*** Opening Extracted text ***

Fluid replacement modeling increases reservoir seismic gas response
Muhammad Rizwan Mughal
Gulraiz Akhter
Anees Ahmad Bangash
Quaid-i-Azam University
Islamabad, Pakistan
Analysis of reservoir seismic response with respect to fluid saturation for Lower Goru gas zones in Sawan gas field is carried out through fluid replacement modeling (FRM) to determine overall lateral extent of gas accumulation. Noticeable changes were observed in reservoir rock properties using FRM. Amplitude variation with offset (AVO) response indicated that the reservoir gas sand exhibits a typical Class IV signature. Colored inversion to image acoustic impedance (AI) of the targeted reservoir sand body before and after FRM showed more stratigraphic traps with probable gas sands than initially expected. Seismic reinterpretation in terms of AVO analysis will help predict gas reservoir classification not only for the study region but also in other South Asian regions with similar geological conditions.

*** Closing Extracted text ***
*** Opening Provided material ***

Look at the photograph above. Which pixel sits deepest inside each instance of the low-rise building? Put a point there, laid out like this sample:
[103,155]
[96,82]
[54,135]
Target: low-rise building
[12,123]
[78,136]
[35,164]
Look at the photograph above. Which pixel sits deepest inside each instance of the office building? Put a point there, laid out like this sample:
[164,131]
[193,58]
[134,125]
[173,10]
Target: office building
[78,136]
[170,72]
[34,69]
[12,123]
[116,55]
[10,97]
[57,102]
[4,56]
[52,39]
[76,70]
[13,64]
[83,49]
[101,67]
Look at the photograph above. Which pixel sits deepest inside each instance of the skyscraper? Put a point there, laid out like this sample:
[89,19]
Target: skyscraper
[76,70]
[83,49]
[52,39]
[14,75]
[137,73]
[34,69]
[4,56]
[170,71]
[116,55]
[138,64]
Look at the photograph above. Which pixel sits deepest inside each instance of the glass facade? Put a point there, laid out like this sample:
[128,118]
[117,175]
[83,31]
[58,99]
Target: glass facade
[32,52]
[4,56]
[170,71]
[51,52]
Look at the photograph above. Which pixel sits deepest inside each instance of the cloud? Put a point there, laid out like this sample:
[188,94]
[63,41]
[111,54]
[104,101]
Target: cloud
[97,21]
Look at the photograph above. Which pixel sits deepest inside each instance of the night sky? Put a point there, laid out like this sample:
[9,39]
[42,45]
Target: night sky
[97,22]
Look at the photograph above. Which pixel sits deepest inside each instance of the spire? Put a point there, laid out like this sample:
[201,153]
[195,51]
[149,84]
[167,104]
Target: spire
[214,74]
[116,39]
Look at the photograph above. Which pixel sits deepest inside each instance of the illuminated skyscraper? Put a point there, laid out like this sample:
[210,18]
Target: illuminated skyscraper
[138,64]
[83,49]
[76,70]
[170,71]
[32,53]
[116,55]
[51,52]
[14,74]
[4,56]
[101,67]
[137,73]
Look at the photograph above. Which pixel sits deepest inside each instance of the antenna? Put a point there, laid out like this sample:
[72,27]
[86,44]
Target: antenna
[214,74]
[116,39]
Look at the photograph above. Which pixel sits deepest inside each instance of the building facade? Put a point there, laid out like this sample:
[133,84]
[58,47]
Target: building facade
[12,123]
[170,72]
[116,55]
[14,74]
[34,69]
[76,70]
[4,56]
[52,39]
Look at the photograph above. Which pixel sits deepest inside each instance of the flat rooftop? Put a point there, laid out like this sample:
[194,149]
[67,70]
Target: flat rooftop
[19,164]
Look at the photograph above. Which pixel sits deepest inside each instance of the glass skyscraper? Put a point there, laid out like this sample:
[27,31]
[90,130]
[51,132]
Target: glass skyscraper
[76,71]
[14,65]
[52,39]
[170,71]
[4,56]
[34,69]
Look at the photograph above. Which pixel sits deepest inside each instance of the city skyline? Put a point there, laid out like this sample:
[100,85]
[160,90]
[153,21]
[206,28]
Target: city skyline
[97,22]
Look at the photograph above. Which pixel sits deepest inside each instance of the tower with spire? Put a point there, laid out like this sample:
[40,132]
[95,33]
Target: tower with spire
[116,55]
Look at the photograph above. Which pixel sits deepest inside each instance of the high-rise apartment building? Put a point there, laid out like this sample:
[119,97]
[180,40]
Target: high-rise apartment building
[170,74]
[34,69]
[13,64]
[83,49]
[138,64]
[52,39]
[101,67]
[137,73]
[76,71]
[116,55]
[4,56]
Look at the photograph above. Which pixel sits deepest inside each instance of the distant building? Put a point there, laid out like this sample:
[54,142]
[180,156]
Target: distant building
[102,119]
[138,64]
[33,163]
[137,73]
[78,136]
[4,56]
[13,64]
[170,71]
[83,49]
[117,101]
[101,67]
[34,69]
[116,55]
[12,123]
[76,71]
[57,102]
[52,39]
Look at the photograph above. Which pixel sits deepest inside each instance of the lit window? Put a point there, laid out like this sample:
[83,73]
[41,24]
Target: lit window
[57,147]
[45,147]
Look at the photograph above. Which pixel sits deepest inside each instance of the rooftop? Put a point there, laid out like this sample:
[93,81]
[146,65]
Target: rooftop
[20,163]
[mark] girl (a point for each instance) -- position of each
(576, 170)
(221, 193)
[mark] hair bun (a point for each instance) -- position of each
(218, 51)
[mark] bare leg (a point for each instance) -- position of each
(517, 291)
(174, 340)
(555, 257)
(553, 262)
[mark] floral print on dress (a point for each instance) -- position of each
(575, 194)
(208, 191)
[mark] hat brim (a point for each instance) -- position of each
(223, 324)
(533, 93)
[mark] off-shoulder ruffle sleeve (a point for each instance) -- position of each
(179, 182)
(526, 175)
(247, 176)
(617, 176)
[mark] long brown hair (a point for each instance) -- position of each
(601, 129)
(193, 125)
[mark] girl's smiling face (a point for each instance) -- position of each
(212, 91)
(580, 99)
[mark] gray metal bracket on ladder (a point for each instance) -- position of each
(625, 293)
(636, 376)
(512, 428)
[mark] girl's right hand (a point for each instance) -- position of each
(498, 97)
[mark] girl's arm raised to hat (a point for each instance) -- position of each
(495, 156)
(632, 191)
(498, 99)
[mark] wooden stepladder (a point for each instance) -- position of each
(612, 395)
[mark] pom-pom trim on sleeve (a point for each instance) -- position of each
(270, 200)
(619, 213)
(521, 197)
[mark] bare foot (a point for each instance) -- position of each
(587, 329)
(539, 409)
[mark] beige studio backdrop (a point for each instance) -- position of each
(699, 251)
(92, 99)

*** Closing Provided material ***

**Activity list:**
1 > Summarize the abstract on fluid replacement modeling in the Sawan gas field in two sentences.
2 > Resume the abstract on fluid replacement modeling in the Sawan gas field, picking up after its final sentence.

**Solved problems:**
1 > Fluid replacement modeling was used to analyze how the seismic response of the Lower Goru gas zones in the Sawan gas field varies with fluid saturation, which showed noticeable changes in reservoir rock properties and a typical Class IV AVO signature for the gas sand. Colored inversion of acoustic impedance before and after the modeling revealed more stratigraphic traps with probable gas sands than expected, and AVO-based reinterpretation should help classify gas reservoirs here and in other South Asian regions with similar geology.

2 >
FRM has significant impact on seismic studies because it allows the interpreter to generate seismic responses for reservoirs with varying fluid conditions.1-3 In FRM, reservoir pore fluids are replaced from known saturation to new saturation levels, and new theoretical acoustic parameters are calculated. Rock physics is required for better understanding of how elastic properties such as compressional velocity (Vp), shear velocity (Vs), effective density (ρeff), and impedance vary with FRM.4 Rock physics also plays a vital role in highlighting variations in reservoir properties with changes in seismic properties by upscaling reservoir variables.5 For example, rock bulk modulus has large sensitivity to fluid saturation, and it is possible to model seismic properties in the reservoir based on these parameters using Gassmann’s equations.6
One reliable indicator of hydrocarbon expression in seismic data is AVO. AVO works by varying amplitude (increase or decrease) with offset and can be related to reservoir pore fluid content and rock physical properties.7-9 AVO reflection dependence on offset is based on the effect of upper and lower parts of an interface with different physical properties on seismic amplitudes at the boundaries. The amplitude anomalies of various rock-fluid properties are functions of ρeff, incident angle of seismic waves, and Vp and Vs wave velocities.10 Zoeppritz equations are widely used to study AVO response and to describe relations between reflected, transmitted, and refracted compressed and shear waves for both isotropic and anisotropic media.11 A number of linearized approximations have been given by geoscientists due to the complex form of Zoeppritz equations and lack of intuitive understanding.12-15 The simplified form of the incident angle, using various assumptions, is given by Equation 1.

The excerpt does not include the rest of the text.